* _STATED GOAL_: Find the line containing "Consider the photo above. Spot each instance of the safety". Retype it and every line after it through the end of the entries, exactly as written, with nothing added.

* _GIVEN RECORDS_:
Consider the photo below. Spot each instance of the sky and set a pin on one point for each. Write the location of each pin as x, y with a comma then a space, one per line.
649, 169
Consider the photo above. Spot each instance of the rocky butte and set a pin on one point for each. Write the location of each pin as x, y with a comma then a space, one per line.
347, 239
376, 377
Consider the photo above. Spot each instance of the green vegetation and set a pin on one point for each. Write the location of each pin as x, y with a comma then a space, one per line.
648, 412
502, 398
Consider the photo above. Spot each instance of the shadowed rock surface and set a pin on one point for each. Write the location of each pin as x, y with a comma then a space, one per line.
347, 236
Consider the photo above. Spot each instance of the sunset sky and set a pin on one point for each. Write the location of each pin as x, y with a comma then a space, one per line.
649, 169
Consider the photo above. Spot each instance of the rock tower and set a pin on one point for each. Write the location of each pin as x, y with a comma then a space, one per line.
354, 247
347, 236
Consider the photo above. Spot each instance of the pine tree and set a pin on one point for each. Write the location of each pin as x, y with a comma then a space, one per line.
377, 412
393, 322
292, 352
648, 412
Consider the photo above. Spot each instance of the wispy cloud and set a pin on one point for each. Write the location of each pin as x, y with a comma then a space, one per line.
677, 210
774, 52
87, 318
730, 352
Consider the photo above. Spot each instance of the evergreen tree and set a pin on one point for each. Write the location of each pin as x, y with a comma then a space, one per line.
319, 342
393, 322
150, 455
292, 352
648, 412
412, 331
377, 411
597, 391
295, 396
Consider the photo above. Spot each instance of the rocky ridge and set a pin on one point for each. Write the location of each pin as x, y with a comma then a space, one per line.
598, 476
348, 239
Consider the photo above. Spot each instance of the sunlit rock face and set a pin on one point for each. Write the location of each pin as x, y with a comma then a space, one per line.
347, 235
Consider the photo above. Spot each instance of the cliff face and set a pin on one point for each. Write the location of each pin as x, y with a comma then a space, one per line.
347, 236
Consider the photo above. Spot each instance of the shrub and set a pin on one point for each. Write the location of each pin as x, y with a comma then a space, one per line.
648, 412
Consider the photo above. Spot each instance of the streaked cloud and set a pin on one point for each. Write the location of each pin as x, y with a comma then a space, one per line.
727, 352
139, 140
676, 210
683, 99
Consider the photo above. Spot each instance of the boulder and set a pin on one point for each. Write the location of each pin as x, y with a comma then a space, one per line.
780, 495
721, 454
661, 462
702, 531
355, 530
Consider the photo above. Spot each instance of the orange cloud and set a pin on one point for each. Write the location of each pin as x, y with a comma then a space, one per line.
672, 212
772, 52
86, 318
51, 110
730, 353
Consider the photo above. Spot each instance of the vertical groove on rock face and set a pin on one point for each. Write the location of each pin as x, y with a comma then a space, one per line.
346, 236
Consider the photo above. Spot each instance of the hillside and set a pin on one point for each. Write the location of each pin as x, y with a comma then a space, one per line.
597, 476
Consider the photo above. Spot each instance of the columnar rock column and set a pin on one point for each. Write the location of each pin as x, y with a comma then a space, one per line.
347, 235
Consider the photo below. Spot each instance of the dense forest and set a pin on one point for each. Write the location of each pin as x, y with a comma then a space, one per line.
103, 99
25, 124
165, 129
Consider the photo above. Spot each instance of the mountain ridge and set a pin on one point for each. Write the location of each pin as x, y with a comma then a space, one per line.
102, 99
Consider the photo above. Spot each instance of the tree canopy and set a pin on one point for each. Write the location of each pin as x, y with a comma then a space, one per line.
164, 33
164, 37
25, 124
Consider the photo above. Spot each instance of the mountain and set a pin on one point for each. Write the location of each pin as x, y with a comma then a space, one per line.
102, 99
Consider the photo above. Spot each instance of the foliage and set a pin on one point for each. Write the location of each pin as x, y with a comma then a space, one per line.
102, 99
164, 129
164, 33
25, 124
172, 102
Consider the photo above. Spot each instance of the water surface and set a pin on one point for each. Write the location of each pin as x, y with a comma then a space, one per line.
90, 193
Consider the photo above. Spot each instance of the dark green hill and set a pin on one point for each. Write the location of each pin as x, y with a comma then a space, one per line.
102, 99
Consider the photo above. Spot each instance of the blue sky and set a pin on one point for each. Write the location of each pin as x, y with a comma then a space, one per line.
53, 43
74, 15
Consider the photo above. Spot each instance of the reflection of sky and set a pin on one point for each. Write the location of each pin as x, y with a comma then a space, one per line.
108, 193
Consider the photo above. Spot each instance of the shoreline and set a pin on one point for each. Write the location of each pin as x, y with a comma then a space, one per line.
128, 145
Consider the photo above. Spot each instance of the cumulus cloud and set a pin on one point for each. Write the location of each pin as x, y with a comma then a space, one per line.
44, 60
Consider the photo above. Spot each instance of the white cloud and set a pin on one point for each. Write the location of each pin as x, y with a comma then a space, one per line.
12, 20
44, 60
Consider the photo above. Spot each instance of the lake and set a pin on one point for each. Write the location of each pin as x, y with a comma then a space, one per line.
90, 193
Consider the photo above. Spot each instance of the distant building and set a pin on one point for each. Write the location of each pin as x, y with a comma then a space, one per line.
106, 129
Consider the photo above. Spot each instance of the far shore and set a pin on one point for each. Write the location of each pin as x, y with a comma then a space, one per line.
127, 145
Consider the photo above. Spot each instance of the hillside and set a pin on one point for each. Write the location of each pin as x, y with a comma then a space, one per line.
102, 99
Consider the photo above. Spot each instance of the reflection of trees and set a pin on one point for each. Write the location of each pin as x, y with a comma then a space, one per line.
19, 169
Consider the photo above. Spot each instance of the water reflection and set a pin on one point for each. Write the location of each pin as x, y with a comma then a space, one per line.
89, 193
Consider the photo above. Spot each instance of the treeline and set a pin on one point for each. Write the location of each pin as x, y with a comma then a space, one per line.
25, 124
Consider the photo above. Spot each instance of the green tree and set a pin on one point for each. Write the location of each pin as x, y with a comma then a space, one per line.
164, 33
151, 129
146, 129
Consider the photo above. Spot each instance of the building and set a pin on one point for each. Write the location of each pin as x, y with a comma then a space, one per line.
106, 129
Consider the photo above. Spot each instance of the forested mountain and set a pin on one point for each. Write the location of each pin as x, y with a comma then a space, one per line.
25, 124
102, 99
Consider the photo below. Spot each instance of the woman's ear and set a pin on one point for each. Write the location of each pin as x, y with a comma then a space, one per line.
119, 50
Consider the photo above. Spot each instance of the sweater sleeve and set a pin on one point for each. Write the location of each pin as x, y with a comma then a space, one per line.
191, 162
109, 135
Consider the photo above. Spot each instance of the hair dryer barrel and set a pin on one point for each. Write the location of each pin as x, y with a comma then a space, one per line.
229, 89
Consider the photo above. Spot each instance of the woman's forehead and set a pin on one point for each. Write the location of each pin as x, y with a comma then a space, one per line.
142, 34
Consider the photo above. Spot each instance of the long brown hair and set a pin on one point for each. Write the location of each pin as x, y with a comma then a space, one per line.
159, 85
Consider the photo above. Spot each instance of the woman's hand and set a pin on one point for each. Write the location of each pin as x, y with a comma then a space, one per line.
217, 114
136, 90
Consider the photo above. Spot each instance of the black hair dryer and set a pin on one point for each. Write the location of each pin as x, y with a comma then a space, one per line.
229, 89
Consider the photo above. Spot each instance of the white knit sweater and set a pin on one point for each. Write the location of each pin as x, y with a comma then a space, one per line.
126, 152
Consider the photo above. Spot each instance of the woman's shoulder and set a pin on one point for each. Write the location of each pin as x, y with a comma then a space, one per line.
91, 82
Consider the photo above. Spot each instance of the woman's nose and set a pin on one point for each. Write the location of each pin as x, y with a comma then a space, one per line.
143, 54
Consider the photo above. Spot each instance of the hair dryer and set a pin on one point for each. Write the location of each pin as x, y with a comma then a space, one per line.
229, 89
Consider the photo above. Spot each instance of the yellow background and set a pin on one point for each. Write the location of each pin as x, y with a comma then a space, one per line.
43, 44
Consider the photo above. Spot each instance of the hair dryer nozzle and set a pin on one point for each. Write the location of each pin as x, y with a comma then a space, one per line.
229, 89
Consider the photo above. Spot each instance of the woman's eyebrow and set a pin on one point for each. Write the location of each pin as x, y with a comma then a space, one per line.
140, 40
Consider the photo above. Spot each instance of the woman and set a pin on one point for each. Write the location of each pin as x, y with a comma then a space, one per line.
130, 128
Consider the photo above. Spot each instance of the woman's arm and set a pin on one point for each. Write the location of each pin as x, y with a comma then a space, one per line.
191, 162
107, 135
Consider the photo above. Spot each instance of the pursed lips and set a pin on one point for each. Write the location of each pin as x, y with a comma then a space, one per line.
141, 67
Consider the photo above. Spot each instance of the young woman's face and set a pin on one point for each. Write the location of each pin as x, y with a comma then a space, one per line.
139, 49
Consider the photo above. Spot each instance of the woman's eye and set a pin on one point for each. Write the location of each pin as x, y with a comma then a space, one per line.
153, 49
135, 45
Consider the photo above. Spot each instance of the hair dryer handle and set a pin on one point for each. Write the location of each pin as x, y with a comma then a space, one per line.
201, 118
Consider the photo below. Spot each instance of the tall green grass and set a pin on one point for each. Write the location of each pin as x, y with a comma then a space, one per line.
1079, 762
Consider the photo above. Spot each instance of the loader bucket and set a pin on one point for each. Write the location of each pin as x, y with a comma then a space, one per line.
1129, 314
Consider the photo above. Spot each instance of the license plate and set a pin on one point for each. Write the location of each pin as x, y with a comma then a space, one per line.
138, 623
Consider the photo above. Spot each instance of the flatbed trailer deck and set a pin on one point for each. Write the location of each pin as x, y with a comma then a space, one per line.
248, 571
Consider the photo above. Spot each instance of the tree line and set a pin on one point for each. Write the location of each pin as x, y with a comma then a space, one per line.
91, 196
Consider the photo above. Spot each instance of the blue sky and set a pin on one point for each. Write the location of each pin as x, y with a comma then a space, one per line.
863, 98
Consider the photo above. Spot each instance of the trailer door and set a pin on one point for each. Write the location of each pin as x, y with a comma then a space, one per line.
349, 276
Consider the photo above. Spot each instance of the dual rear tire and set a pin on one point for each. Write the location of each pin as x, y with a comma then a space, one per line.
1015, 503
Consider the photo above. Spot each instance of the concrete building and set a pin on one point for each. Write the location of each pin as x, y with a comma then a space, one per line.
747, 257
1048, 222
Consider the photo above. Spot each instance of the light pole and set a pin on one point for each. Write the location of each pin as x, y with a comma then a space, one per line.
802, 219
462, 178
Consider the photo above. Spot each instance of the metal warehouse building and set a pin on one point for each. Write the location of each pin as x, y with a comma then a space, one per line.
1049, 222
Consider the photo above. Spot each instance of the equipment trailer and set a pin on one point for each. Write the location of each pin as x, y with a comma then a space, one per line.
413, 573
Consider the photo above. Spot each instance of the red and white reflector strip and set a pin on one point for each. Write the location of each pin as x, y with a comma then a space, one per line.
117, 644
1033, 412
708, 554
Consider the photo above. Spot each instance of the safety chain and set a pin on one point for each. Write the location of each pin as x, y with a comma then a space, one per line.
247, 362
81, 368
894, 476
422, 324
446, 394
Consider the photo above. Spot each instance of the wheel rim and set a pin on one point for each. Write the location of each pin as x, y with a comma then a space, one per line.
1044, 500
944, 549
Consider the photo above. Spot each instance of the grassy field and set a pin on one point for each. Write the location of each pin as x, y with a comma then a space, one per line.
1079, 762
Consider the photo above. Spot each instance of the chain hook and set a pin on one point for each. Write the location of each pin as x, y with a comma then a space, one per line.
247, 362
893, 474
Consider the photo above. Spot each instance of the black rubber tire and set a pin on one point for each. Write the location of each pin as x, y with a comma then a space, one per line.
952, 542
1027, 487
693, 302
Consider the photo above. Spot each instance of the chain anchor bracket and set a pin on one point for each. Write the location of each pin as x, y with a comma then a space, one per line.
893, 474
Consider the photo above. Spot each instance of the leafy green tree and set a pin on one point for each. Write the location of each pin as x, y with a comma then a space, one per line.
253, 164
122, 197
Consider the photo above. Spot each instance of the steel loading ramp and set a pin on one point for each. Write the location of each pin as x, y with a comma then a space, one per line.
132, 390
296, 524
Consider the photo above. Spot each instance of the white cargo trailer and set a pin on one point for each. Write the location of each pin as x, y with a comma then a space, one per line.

* _WRITTEN SOLUTION_:
Consider the photo above. Spot each instance of the safety chain and set a pin on one point for each. Write the location of each pin as x, y with a comma then a space, one per line.
247, 362
81, 368
894, 476
422, 324
446, 394
Consider the photo above. Spot each instance of the wheel rim and set a pin on one point for each. Write the location of each pin as x, y with a comma then a space, one per line.
1044, 500
944, 549
Consider the photo above. Spot each instance of the grassy field and set a pin on one point for each. Write the location of each pin as x, y with a comma then a space, one per line.
1079, 762
Consider the photo above. Spot each instance of the chain hook and set a pin on one point for each. Write the location of each pin as x, y with a comma then a space, one per line.
247, 362
893, 474
Consider the photo above. Spot each instance of the black rubber tire and set a pin on one point for each. Write the location of each pin as x, y with a comma then a space, one per line.
952, 542
1027, 487
693, 302
Consider the photo above. Spot each instance of the chain anchor bracket and set a pin on one point for each. Write the location of each pin as x, y with a comma then a space, one per line.
893, 474
Consider the photo above. Spot each instance of the leafy green tree and set a pin on one point for each. Write the location of each pin as x, y with a comma then a space, one per line.
253, 164
122, 197
Consider the photo above. Spot each instance of the steel loading ramp and set a pin on one point for each. Write the location of each pin as x, y with a comma then a space, one per line.
132, 390
296, 524
Consider the photo above. Spot each instance of the white cargo trailer and set a pin on one point for each. Write the location of each pin as x, y with a comma then a space, one per line.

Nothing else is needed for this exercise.